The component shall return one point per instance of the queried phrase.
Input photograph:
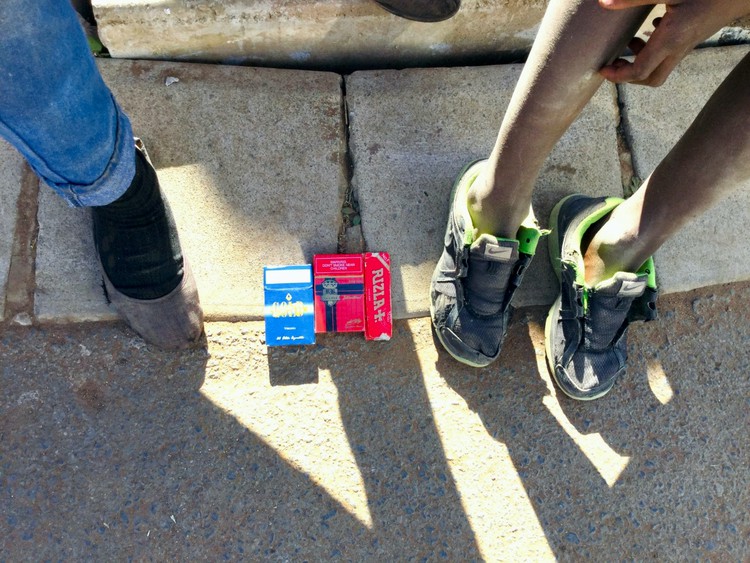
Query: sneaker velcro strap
(644, 307)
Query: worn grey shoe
(171, 322)
(422, 10)
(474, 281)
(586, 329)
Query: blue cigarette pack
(289, 308)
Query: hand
(685, 24)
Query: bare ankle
(493, 212)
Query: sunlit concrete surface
(312, 33)
(11, 170)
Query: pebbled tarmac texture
(380, 451)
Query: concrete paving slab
(655, 120)
(412, 131)
(252, 163)
(11, 173)
(312, 33)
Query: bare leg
(711, 159)
(575, 40)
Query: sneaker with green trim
(475, 279)
(586, 329)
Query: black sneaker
(475, 279)
(146, 278)
(422, 10)
(586, 329)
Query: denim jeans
(55, 108)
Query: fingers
(622, 71)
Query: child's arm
(685, 24)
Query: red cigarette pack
(339, 292)
(378, 317)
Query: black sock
(137, 239)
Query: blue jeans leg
(55, 108)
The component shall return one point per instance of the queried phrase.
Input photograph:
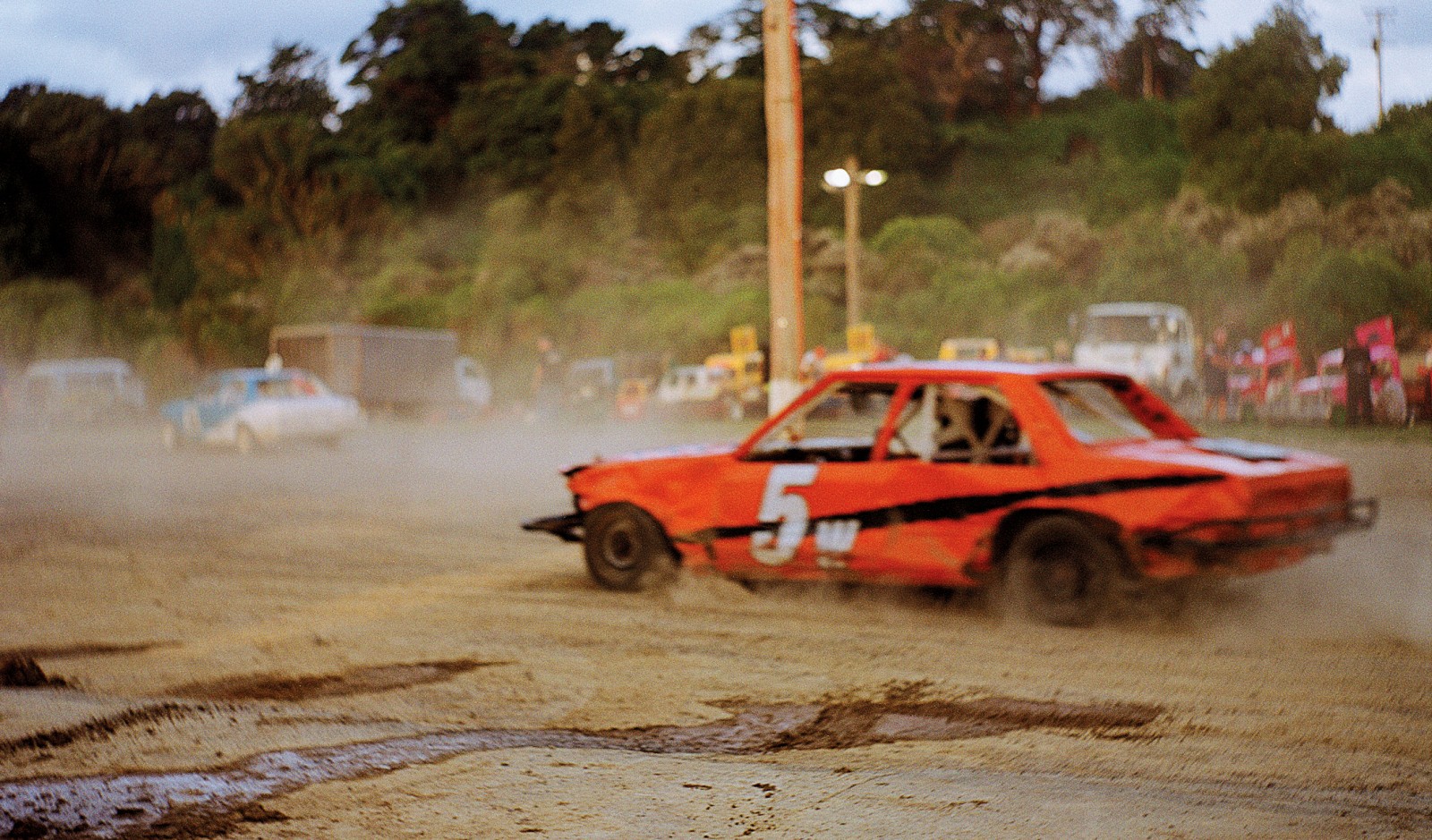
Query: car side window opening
(841, 424)
(954, 422)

━━━━━━

▶ _Description of the task_
Reproduce all of the items above word for word, but leave the pictures out.

▶ _Exercise output_
The component shall return one point per instance of the queried phrase.
Input photograph:
Query: sneaker velcro strap
(644, 307)
Query: worn grey shoe
(171, 322)
(422, 10)
(474, 281)
(586, 329)
Query: blue cigarette pack
(289, 308)
Query: hand
(685, 24)
Query: bare ankle
(493, 212)
Query: sunlit concrete surface
(312, 33)
(11, 170)
Query: pebbled tarmac texture
(380, 451)
Query: concrete paving slab
(655, 120)
(412, 131)
(252, 163)
(11, 173)
(312, 33)
Query: bare leg
(711, 159)
(575, 40)
Query: sneaker with green trim
(475, 279)
(586, 329)
Query: black sneaker
(475, 279)
(146, 278)
(422, 10)
(586, 329)
Query: denim jeans
(55, 108)
Query: fingers
(622, 71)
Query: child's arm
(685, 24)
Query: red cigarette pack
(339, 292)
(378, 317)
Query: black sock
(137, 239)
Query: blue jeans leg
(55, 108)
The component shall return one point per instance of the queried phrase.
Input photograph:
Query: car side window opening
(841, 424)
(954, 422)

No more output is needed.